* [THE TASK] An image-free reproduction of the data below is needed: print it exactly.

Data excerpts
Content starts
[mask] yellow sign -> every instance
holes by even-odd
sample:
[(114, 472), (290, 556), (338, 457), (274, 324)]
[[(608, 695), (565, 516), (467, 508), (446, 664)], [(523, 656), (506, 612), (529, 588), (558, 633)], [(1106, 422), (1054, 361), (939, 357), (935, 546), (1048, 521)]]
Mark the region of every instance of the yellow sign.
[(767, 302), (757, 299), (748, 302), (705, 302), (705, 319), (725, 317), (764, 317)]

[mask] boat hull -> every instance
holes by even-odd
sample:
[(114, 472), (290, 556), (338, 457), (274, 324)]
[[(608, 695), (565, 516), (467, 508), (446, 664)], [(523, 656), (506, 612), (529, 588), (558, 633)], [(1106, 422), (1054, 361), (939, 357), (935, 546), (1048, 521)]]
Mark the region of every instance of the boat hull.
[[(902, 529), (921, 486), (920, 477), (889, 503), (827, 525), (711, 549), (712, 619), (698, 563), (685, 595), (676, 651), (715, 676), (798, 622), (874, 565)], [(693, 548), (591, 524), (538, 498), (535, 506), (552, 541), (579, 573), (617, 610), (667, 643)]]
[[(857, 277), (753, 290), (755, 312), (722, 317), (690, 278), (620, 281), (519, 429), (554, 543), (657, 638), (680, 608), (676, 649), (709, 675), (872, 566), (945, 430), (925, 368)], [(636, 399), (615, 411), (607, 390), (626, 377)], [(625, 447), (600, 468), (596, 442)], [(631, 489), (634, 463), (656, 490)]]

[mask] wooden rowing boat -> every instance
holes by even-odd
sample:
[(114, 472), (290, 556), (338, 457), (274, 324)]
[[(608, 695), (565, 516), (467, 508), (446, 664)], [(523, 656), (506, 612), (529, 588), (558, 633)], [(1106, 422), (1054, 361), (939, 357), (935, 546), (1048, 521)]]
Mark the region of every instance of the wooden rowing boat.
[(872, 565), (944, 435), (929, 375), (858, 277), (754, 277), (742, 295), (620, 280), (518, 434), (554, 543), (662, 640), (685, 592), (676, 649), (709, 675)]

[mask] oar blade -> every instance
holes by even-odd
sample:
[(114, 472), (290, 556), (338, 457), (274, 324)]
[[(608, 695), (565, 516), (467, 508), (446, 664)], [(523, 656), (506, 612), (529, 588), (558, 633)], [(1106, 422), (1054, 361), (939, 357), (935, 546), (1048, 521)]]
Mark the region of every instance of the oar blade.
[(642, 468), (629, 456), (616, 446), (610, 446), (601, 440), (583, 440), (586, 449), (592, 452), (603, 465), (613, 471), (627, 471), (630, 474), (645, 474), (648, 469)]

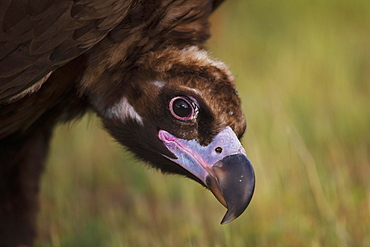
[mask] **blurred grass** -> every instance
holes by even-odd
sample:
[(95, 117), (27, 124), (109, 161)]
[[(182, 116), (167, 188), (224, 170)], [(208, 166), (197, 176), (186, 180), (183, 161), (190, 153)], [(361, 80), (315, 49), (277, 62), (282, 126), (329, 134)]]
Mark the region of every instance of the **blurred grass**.
[(370, 246), (370, 2), (228, 1), (209, 48), (237, 78), (257, 185), (246, 212), (60, 126), (37, 246)]

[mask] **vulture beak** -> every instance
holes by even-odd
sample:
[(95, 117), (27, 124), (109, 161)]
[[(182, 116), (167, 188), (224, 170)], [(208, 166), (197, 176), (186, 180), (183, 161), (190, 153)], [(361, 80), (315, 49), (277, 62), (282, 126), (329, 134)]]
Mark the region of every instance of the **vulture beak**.
[(158, 137), (177, 159), (166, 157), (199, 178), (228, 209), (221, 224), (244, 212), (253, 196), (255, 177), (230, 127), (220, 131), (208, 146), (177, 138), (165, 130), (160, 130)]

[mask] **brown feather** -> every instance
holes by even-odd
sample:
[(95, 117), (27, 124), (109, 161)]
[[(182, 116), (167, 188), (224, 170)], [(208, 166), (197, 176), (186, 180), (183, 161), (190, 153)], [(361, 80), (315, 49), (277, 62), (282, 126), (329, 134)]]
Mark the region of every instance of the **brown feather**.
[[(0, 104), (93, 47), (122, 21), (133, 1), (43, 3), (1, 1)], [(76, 12), (77, 6), (84, 8)]]

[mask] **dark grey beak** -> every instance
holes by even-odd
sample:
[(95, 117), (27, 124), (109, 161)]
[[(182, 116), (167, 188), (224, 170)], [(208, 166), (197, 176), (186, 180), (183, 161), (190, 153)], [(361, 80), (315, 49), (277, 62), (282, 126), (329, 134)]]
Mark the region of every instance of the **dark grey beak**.
[(207, 186), (216, 198), (227, 207), (221, 224), (229, 223), (241, 215), (252, 199), (255, 176), (244, 154), (224, 157), (212, 167), (212, 176), (206, 179)]

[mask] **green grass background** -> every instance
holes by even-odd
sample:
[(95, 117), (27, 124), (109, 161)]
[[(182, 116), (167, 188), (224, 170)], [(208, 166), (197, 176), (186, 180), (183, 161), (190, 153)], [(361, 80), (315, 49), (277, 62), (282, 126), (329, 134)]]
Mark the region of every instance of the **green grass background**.
[(60, 126), (38, 247), (370, 246), (370, 1), (234, 0), (209, 50), (237, 79), (255, 196), (234, 222), (134, 160), (93, 115)]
Content ends
* [ANSWER TO THE EXERCISE]
[mask] yellow sign -> every instance
holes by even-odd
sample:
[(114, 472), (290, 556), (338, 457), (274, 324)]
[[(608, 695), (565, 516), (467, 508), (446, 664)], [(523, 656), (506, 612), (529, 588), (558, 633)], [(1106, 422), (1054, 361), (939, 357), (935, 546), (1048, 521)]]
Mark the region of every instance of the yellow sign.
[(767, 302), (757, 299), (748, 302), (705, 302), (705, 319), (725, 317), (764, 317)]

[mask] boat hull -> every instance
holes by even-odd
sample:
[(114, 472), (290, 556), (338, 457), (274, 324)]
[[(608, 695), (565, 516), (467, 508), (446, 664)], [(523, 656), (506, 612), (529, 588), (558, 633)], [(1106, 422), (1054, 361), (939, 357), (935, 546), (1048, 521)]]
Mark the region of every instance of the boat hull.
[[(902, 529), (921, 486), (920, 477), (889, 503), (827, 525), (711, 549), (712, 619), (698, 563), (685, 595), (676, 651), (715, 676), (798, 622), (874, 565)], [(693, 548), (591, 524), (538, 498), (535, 506), (552, 541), (579, 573), (617, 610), (667, 643)]]
[[(857, 277), (753, 290), (755, 312), (722, 317), (690, 278), (620, 281), (519, 429), (554, 543), (657, 638), (680, 608), (676, 649), (709, 675), (872, 566), (945, 430), (925, 368)], [(636, 399), (615, 411), (607, 390), (626, 377)], [(625, 447), (600, 468), (596, 442)], [(631, 489), (634, 463), (656, 490)]]

[mask] wooden rowing boat -> every instance
holes by even-odd
sample:
[(114, 472), (290, 556), (338, 457), (274, 324)]
[[(608, 695), (565, 516), (467, 508), (446, 664)], [(523, 656), (506, 612), (529, 588), (558, 633)], [(1106, 422), (1054, 361), (939, 357), (935, 546), (1048, 521)]]
Mark the region of every instance of the wooden rowing boat.
[(872, 565), (944, 435), (929, 375), (858, 277), (754, 277), (742, 295), (620, 280), (518, 434), (554, 543), (662, 640), (685, 592), (676, 649), (709, 675)]

[mask] oar blade -> every instance
holes by even-odd
sample:
[(114, 472), (290, 556), (338, 457), (274, 324)]
[[(608, 695), (565, 516), (467, 508), (446, 664)], [(523, 656), (506, 612), (529, 588), (558, 633)], [(1106, 422), (1054, 361), (939, 357), (935, 546), (1048, 521)]]
Mark the region of every instance of the oar blade.
[(642, 468), (629, 456), (616, 446), (610, 446), (601, 440), (583, 440), (586, 449), (592, 452), (603, 465), (613, 471), (627, 471), (630, 474), (645, 474), (648, 469)]

[mask] **blurred grass** -> every instance
holes by even-odd
sample:
[(95, 117), (27, 124), (109, 161)]
[[(182, 116), (167, 188), (224, 170)], [(208, 166), (197, 176), (186, 180), (183, 161), (190, 153)], [(361, 80), (315, 49), (277, 62), (282, 126), (329, 134)]]
Mark the region of every instance of the **blurred grass**.
[(370, 246), (370, 2), (228, 1), (209, 48), (237, 78), (257, 185), (246, 212), (60, 126), (37, 246)]

[mask] **vulture beak** -> every instance
holes by even-odd
sample:
[(95, 117), (27, 124), (109, 161)]
[[(182, 116), (167, 188), (224, 170)], [(208, 166), (197, 176), (186, 180), (183, 161), (190, 153)], [(361, 80), (315, 49), (277, 62), (282, 126), (329, 134)]]
Mark the region of every instance of the **vulture beak**.
[(158, 137), (177, 159), (166, 157), (199, 178), (228, 209), (221, 224), (244, 212), (253, 196), (255, 177), (230, 127), (220, 131), (208, 146), (177, 138), (165, 130), (160, 130)]

[mask] **brown feather** -> every instance
holes by even-odd
sample:
[(95, 117), (27, 124), (109, 161)]
[[(182, 116), (167, 188), (224, 170)], [(208, 166), (197, 176), (186, 180), (183, 161), (190, 153)], [(361, 80), (315, 49), (277, 62), (282, 126), (329, 134)]]
Mark the region of every instance of the **brown feather**.
[[(0, 104), (93, 47), (122, 21), (133, 1), (43, 3), (1, 1)], [(76, 12), (77, 6), (84, 8)]]

[mask] **dark grey beak** -> every instance
holes by even-odd
sample:
[(95, 117), (27, 124), (109, 161)]
[[(182, 116), (167, 188), (224, 170)], [(208, 166), (197, 176), (186, 180), (183, 161), (190, 153)], [(361, 80), (315, 49), (277, 62), (282, 126), (329, 134)]]
Mark the region of every instance of the **dark grey beak**.
[(207, 186), (216, 198), (227, 207), (221, 224), (229, 223), (241, 215), (252, 199), (255, 176), (244, 154), (224, 157), (212, 167), (212, 176), (206, 179)]

[mask] **green grass background** -> every instance
holes by even-odd
sample:
[(95, 117), (27, 124), (109, 161)]
[[(182, 116), (167, 188), (224, 170)], [(208, 166), (197, 176), (186, 180), (183, 161), (190, 153)], [(361, 80), (315, 49), (277, 62), (282, 126), (329, 134)]]
Mark the region of every instance of the **green grass background**.
[(60, 126), (38, 247), (370, 246), (370, 1), (234, 0), (209, 50), (237, 79), (255, 196), (234, 222), (134, 160), (93, 115)]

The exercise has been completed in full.